### ASSIGNED TASK
Would you repeat the entries below word for word and omit the pictures?
= = = = =
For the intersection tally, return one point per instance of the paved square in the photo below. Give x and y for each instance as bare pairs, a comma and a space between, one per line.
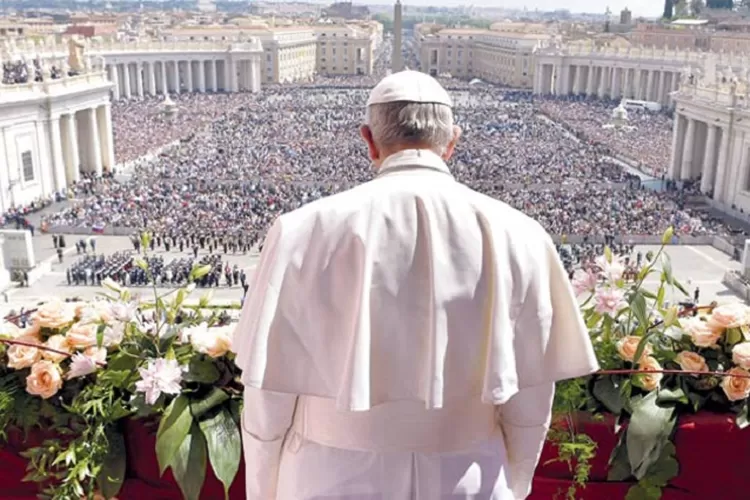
694, 266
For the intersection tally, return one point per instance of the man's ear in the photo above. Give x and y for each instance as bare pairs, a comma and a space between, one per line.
372, 149
452, 145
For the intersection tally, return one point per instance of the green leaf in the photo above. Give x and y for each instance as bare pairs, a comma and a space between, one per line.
202, 370
224, 448
189, 464
112, 473
676, 395
742, 417
638, 305
173, 427
199, 407
607, 390
649, 429
619, 466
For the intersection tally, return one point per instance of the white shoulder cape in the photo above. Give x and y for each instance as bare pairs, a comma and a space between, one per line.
410, 287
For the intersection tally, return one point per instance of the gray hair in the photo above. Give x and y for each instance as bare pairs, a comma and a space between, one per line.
411, 123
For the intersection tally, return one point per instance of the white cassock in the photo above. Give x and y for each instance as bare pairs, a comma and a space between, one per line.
401, 342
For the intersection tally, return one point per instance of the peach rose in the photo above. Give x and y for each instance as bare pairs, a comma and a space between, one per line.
44, 379
700, 332
10, 331
741, 355
736, 388
58, 343
23, 356
54, 314
627, 346
729, 316
214, 342
649, 381
691, 362
81, 336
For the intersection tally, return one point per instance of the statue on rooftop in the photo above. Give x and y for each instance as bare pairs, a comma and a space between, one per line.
75, 55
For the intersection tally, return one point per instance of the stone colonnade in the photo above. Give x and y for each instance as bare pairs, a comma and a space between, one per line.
82, 142
611, 80
152, 77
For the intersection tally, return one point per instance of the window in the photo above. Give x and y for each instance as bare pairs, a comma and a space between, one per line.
27, 163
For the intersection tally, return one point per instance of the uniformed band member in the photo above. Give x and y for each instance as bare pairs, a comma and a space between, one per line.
402, 339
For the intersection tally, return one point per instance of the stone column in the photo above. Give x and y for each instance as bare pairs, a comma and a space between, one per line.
164, 82
678, 138
577, 80
95, 153
590, 80
662, 95
139, 78
112, 69
709, 171
106, 137
72, 157
637, 95
176, 76
189, 75
687, 151
214, 75
202, 76
58, 159
126, 80
721, 166
152, 78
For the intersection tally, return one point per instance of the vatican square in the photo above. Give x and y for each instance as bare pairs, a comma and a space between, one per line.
277, 250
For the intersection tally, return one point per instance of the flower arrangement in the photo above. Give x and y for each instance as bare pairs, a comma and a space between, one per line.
80, 368
659, 361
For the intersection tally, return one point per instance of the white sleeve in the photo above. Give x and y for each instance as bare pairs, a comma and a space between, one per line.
524, 420
266, 418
= = = = =
### ANSWER SECTION
For the intersection tally, return one point per instance of the paved square in the photo below. Give x and y for each instance as bare pairs, a comma and a space between, one per line.
694, 266
For the intersection tally, return one point per instance of the man's ear in the photo above. Give x and y for each instance as bare pairs, a comma and a space between, one per line.
372, 149
452, 145
For the intersection tally, return one point per instance of the green leaf in the photo above. Give x and y for each instance as bare pairs, a comma and a space between, one per line.
202, 370
224, 448
189, 464
112, 473
676, 395
742, 417
638, 305
173, 427
199, 407
607, 390
649, 429
619, 466
For the intersection tally, return one point per instance of the white shoulder cape in the photo above. Give x and y for each instance as bare pairs, a comma and a space between, one per line.
410, 287
For the intersection tally, return one point per instance of the gray hair in the photo above. Give x and y for each instance as bare pairs, a comma and a space between, one per line.
411, 123
For the intersection tally, return one point per instance of the white cassock in the photo above. Give x and y for each instance as bare pairs, a comma and a space between, one per line.
401, 342
For the intersection tally, return one point per instance of the peach rose in the photo above. Give x and y for each instance as bare pairs, a comma and a space between, one per line.
44, 379
700, 332
10, 331
741, 355
736, 388
58, 343
23, 356
54, 314
627, 346
729, 316
214, 342
649, 381
691, 362
81, 336
For the intersection tally, return one point per instance of the statue on rooftop in the photo above. Give x and y for each instance as bare pairs, a comma and a space between, one per line.
75, 55
For the intersection tally, return one point per instance of the stone colonnade in the photo above. Give x and y for each instance as bare pairs, a comma and a space between, one per line.
82, 142
611, 80
152, 77
For the intersection tally, return one point per instance of the window in the photo above. Give x and y for each instance as bare pairs, a comma and a space between, one per line.
27, 163
For the intersection tally, return one point per instance of the uniformed band member in the photo above. Give x and y for each instance as bare pairs, a comma and a space between, one per line.
402, 339
For the intersection tally, return one point per instance of the stone column in the photo above. Give x and y for each instance as bare pairs, a comma and a space between, one per line.
164, 82
678, 138
577, 80
95, 153
590, 80
662, 95
139, 78
112, 69
709, 171
106, 137
72, 157
637, 95
176, 76
189, 75
687, 151
214, 75
202, 76
58, 159
126, 80
721, 166
152, 78
For the intersection tally, return one point per instance of the vatican square in the photo above. Give x and y for each instance as bare pairs, a comma and a space between, one per line.
277, 250
For the intersection tally, return one point per instance of the flower arrangement in the photo above. Give x and y for each instance as bare pairs, a comma and a space between, one per line.
80, 368
659, 361
For the intersection tally, return one point per instance of the white sleeve in the photo above. Give x and y for each instance as bare pairs, a comma and a space between, one per line.
524, 420
266, 418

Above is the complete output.